▸ **Work to complete**: Rewrite the passage about Manning's grand jury resistance, starting with "If the motion" and going on through "make it plain.", with "fines" changed to "penalties".

If the motion is successful, Manning will be freed for the very reason
she has been caged: her silence. The judge can decide to recognize that
Manning won’t speak as a consequence of more time in jail — or because
she will continue to face unprecedented $1,000-per-day fines. Any other
conclusion, after her months of steadfast and principled grand jury
resistance, would fly in the face of all reason. The whistleblower’s
actions and words make it plain.
“I have been separated from my loved ones, deprived of sunlight, and
could not even attend my mother’s funeral,” Manning said in a statement
Wednesday. “It is easier to endure these hardships now than to cooperate
to win back some comfort, and live the rest of my life knowing that I
acted out of self-interest and not principle.”
_Federal grand juries_ have long
<https://peopleslawoffice.com/improper-use-of-federal-grand-jury-michael-deutsch-political-repression/>
been used to investigate and intimidate activist communities — from the
late 19th century labor movements, to the Puerto Rican Independence
Movement and black liberationists of the last century, to the more
recent persecutions of environmentalists, anarchists, and Indigenous
rights fighters. Manning has consistently shown her refusal to cooperate
with any such process, and again asserted in her latest statement that
grand juries are “used by federal prosecutors to harass and disrupt
political opponents and activists through secrecy, coercion, and jailing
without trial.”

▸ **Data section**:
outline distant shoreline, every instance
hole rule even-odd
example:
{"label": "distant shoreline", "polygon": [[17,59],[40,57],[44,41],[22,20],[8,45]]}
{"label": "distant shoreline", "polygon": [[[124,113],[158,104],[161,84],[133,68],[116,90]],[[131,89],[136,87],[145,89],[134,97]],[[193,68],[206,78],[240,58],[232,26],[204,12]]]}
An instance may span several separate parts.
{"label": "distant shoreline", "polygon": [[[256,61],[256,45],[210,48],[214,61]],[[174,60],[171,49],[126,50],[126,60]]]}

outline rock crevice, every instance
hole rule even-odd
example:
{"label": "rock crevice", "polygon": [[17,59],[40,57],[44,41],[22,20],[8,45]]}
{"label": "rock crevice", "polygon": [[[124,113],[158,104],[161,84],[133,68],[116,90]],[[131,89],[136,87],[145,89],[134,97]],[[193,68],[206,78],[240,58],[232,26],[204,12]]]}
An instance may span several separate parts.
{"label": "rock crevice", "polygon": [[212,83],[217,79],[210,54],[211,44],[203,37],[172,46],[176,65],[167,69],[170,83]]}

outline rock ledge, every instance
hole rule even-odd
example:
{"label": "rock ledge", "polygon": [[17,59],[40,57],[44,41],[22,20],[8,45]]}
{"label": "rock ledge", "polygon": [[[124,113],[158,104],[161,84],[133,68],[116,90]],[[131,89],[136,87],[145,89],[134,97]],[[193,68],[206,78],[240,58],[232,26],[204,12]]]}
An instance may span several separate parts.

▸ **Response area**:
If the motion is successful, Manning will be freed for the very reason
she has been caged: her silence. The judge can decide to recognize that
Manning won’t speak as a consequence of more time in jail — or because
she will continue to face unprecedented $1,000-per-day penalties. Any other
conclusion, after her months of steadfast and principled grand jury
resistance, would fly in the face of all reason. The whistleblower’s
actions and words make it plain.